__What this task involves__
Count the lines in the listing below that contain the string "facade", with case counting, and give only that number.

┄┄┄┄┄┄┄┄┄┄┄┄┄┄┄┄┄┄┄┄

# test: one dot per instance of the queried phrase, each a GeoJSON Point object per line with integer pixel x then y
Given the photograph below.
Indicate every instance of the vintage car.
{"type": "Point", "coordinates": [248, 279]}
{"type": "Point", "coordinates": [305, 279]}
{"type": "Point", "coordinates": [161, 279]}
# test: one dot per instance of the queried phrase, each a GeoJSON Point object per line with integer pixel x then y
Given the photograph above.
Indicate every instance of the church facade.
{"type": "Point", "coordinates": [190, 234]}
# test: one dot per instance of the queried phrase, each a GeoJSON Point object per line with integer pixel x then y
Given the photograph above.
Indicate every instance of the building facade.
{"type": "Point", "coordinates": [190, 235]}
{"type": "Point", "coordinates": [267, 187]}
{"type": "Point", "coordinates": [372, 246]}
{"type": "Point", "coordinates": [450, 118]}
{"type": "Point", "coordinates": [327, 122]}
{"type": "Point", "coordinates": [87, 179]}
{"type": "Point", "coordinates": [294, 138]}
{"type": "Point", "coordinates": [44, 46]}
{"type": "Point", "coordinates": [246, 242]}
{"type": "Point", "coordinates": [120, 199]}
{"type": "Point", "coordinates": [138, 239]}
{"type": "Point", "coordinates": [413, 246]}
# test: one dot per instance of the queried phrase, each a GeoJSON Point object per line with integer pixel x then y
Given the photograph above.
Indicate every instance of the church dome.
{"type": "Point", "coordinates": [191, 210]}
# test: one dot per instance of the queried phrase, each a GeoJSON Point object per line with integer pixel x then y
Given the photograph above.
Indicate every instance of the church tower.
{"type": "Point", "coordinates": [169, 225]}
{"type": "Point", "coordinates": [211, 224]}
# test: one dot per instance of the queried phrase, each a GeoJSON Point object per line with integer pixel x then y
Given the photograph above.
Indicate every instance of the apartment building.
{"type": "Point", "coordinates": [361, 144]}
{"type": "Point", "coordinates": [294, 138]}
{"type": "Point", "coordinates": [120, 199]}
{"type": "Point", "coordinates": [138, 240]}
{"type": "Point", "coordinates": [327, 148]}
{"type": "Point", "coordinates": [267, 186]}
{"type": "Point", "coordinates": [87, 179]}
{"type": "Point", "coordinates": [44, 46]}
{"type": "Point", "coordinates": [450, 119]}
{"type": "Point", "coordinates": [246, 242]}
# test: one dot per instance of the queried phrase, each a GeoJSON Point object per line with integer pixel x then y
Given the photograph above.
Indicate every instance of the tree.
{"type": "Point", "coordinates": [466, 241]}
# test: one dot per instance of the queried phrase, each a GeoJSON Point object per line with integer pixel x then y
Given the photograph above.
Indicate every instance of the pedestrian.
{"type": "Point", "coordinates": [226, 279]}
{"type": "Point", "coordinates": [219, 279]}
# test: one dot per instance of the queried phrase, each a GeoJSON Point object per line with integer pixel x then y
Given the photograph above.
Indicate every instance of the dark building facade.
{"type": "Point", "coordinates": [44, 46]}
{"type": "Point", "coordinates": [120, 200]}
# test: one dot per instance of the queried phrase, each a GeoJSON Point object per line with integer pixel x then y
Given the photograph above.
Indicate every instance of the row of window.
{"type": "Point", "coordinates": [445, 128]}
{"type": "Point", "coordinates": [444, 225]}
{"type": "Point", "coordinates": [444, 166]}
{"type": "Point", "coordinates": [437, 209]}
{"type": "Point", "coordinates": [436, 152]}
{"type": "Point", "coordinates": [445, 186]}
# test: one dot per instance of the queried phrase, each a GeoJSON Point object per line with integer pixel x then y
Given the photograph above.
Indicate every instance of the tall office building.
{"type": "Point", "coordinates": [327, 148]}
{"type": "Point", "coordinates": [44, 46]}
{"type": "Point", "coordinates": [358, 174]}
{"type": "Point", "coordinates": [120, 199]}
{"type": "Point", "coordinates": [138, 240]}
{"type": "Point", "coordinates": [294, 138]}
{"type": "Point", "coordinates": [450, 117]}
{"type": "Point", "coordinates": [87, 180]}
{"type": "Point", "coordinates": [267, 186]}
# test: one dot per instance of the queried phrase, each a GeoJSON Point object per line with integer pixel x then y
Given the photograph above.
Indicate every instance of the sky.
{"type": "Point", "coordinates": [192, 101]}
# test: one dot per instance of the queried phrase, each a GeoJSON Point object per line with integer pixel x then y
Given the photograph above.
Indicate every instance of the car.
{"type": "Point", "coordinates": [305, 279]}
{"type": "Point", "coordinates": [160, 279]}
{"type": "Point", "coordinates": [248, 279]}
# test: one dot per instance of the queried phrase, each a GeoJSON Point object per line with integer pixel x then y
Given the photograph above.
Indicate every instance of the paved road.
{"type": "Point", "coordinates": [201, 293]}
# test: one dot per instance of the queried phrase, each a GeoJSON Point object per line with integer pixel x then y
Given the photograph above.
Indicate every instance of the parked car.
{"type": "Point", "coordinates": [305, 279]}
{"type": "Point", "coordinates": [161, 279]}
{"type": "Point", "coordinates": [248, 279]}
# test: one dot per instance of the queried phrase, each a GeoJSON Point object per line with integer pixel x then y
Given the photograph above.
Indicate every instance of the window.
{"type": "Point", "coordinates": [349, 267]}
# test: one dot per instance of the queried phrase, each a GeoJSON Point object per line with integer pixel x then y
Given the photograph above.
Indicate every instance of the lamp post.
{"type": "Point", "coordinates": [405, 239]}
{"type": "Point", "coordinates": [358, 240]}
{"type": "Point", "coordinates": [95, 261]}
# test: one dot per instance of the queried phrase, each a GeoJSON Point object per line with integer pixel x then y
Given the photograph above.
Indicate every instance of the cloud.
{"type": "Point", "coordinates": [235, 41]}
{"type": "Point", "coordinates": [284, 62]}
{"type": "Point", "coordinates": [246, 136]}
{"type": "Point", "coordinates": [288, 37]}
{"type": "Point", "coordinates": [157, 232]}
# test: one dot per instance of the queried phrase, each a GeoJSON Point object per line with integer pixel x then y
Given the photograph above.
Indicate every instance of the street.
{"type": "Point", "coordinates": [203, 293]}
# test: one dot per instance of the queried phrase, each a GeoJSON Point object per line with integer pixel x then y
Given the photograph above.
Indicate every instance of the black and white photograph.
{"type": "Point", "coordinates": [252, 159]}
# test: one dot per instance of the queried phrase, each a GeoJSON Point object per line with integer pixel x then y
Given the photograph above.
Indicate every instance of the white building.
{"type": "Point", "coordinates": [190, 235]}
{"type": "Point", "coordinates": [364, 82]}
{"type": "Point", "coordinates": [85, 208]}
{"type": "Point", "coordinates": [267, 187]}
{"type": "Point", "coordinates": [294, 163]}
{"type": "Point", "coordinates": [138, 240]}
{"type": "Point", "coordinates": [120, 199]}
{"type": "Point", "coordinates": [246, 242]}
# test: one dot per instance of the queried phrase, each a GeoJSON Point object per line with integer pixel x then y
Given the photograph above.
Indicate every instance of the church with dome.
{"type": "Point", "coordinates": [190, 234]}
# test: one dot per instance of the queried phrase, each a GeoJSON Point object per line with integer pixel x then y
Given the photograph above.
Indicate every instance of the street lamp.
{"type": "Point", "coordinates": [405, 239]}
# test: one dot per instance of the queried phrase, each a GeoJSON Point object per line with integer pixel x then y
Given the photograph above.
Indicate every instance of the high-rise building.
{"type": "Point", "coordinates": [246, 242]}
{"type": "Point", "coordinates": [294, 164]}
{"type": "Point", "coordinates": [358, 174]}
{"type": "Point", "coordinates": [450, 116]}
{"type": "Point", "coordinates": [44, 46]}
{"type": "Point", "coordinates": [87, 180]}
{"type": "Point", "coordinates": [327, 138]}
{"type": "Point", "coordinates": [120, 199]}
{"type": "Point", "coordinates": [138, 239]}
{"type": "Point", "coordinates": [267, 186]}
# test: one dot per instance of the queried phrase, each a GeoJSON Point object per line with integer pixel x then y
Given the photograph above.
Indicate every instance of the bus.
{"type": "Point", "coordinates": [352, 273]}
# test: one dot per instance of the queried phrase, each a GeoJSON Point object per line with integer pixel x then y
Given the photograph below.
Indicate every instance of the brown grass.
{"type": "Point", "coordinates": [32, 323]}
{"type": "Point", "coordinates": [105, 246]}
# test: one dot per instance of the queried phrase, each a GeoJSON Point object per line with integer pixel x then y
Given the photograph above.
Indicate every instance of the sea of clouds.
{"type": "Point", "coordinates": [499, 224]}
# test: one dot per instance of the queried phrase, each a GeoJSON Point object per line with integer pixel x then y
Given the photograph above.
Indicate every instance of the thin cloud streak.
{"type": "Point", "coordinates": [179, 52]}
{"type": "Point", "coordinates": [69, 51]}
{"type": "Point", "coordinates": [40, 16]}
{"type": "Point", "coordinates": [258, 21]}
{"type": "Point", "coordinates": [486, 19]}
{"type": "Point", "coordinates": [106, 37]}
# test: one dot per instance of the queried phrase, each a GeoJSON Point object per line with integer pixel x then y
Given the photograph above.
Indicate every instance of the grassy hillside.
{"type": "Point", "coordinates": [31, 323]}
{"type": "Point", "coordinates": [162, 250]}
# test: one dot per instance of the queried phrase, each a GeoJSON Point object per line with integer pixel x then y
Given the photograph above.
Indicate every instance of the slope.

┄┄┄┄┄┄┄┄┄┄┄┄┄┄┄┄┄┄┄┄

__Written response__
3